Listed records>
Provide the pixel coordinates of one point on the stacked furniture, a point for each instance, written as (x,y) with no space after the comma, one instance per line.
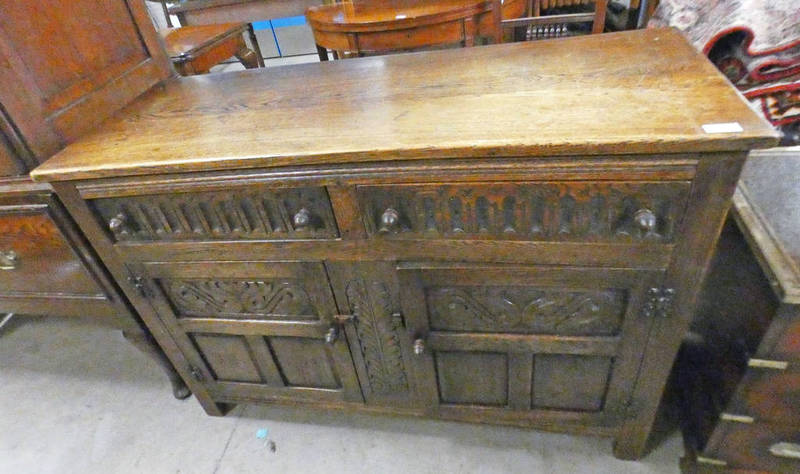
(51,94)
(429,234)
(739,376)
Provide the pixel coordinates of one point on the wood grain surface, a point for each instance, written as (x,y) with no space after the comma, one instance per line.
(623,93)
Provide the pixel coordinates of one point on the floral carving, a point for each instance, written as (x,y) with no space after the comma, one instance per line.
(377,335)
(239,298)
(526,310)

Exercise> Reproduce each entry exactly as given; no pictures, please.

Task solution>
Provide the pixel coordinates of one point on the stacked furniture, a point for each instance, written as (x,y) with no space after the comma, one instance per line.
(51,94)
(429,234)
(739,376)
Provide the pixel coordinates of one point on the wood grain surface, a point for each instance, written as (x,y) with no space after the comma, one instance per line.
(623,93)
Provide the pixel coordinates of one point on the floral carving, a point for each instance, written as (x,y) with no space after the comma, one instance per line.
(377,335)
(239,298)
(526,310)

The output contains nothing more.